◆ TASK INSTRUCTIONS ◆
**A.** Repeat everything from "There are over" down to "and decision making." in the blog post on tracking scholarly output, word for word.
**B.** Pick up the blog post on tracking scholarly output at the point where it stops, and keep writing it.

◆ DOCUMENT SECTION ◆
┄┄┄┄┄┄
CLIR Postdoctoral Fellowship in Energy Social Science Data Curation Series Part I: Efficiently Tracking Scholarly Output

Screenshot from "An Introduction to Dimensions" video.

Introduction
This blog post kicks off a four-part series about my work with energy social science data curation at the Carnegie Mellon University Libraries (University Libraries hereafter) and the Wilton E. Scott Institute for Energy Innovation (Scott Institute hereafter). As part of my CLIR (Council on Library and Information Resources) postdoctoral fellowship, I have been working on a series of projects to help the University Libraries better understand and provide data support to the energy research community at Carnegie Mellon University (CMU). In each post of this series, I will focus on one of my fellowship projects.

In this post, I’ll describe how I’ve used a scholarly information database (Dimensions) to help the Scott Institute to more efficiently discover and track the research output of its faculty affiliates. The rest of the series will cover: (1) using R Shiny to create a dashboard for a project to visualize the effects of climate change on hydropower in the global south; (2) working with a research team to clean and analyze a large dataset of electricity consumption to study energy poverty and justice in the U.S.; (3) the takeaways from a research data management survey and interview series that I’ve been conducting among the CMU energy research community. I’m very excited to share my work with data and coding. If you find these topics interesting, keep reading and stay tuned to my future posts.

The Scott Institute’s Need: Who is Doing What?
There are over 160 faculty affiliates (including faculty fellows) associated with the Scott Institute. For the administrators of the Scott Institute, an important question is: “Who is doing what research now?” Discovering and verifying recent and current publications and grants is important for updating the expertise areas displayed on the Scott Institute’s website and in the annual IMPACT report, as well as for general planning and decision making.

Using a manual method, one can go through each expert individually to discover their latest publications, typically by keywords and abstracts to get a high-level understanding of the topics under study, and then synthesize this information with the current record. This procedure is tedious, painstaking, and doesn’t sound very exciting. Another route is to ask each expert directly, but this presents its own challenges in collating the information when it is eventually provided. So a solution was required to both quickly and accurately discover and track the research output of all affiliated energy experts.

Dimensions
Dimensions is a scholarly information database made available to the CMU community through the University Libraries. You can think of Dimensions as somewhat similar to Google Scholar. What makes Dimensions powerful and flexible to use is its Analytics API (available only by subscription at CMU). With the use of the Dimcli package in Python and the Dimensions Search Language (DSL), a variety of scholarly data (e.g., publications and grants) can be queried for a given list of researchers.
┄┄┄┄┄┄
◆ ITEMS ◆
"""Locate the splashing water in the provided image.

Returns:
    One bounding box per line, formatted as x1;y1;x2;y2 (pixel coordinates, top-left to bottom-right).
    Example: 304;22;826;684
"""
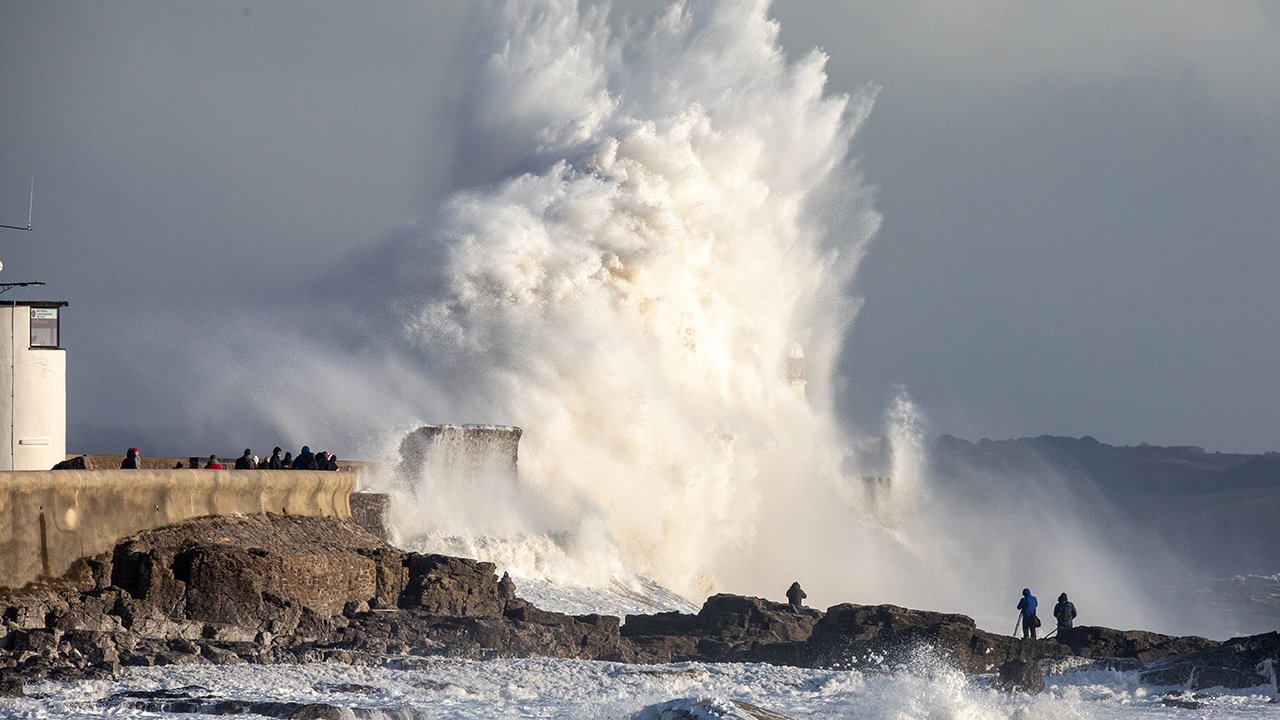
373;0;909;597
┄┄┄┄┄┄
◆ RESULTS ◆
**A.**
There are over 160 faculty affiliates (including faculty fellows) associated with the Scott Institute. For the administrators of the Scott Institute, an important question is: “Who is doing what research now?” Discovering and verifying recent and current publications and grants is important for updating the expertise areas displayed on the Scott Institute’s website and in the annual IMPACT report, as well as for general planning and decision making.

**B.**
Concept and Concept Scores
Although much more efficient than copying and pasting from Google Scholar, using an API to batch-pull data is just the first step. The next problem is how to best make use of the data. The Scott Institute described a specific use case where the task is to find those experts who are doing research on a specific research topic (e.g., aluminum alloy). Again, Dimensions provides a useful feature to satisfy this need.

In the Dimensions database, for each publication or grant, there is a list of concepts extracted based on the discipline of the publication (or grant) and assigned a concept score by machine learning. Here, concept score is defined as the relevance of a given concept to the discipline of the publication (or grant).

Now, forget about the jargon. The bottom line is this: One can safely assume that if scholars do research on a certain topic, they are very likely to mention this topic in the publication or grant proposal. But what complicates this assumption is that, for example, aluminum alloy can be mentioned in a history paper and in a material science paper. The concept score helps distinguish between these two cases. Dimensions uses machine learning to decide, based on its large body of textual data, that aluminum alloy may tend to be more relevant to material science rather than history from a disciplinary perspective.

Applying the concept score to the dataset drawn by the API offers a reasonable workflow to be implemented as some kind of search tool. The goal was to search for a given term, find those publications or grants that include this term, then filter out publications or grants using a concept score threshold , and then return the list of experts listed as authors of the filtered publications or grants.

Communicating Results: Building an Interactive Dashboard
Once I had the initial ideas for filters and data visualization, I started to build an interactive dashboard, called Energy Expert Finder, using Dash in Python. The prototype of this Energy Expert Finder is provided in a screenshot below.

Screenshot of Energy Expert Finder

Users start by entering any research topic in the text box. Any concepts that contain the input text will be matched. Publications or grants that contain matched concepts and their authors will be returned. The associated concept scores (y-axis) will be plotted against expert names (x-axis) in a bar graph, so that users can see which experts focus more on some matched concepts than on others.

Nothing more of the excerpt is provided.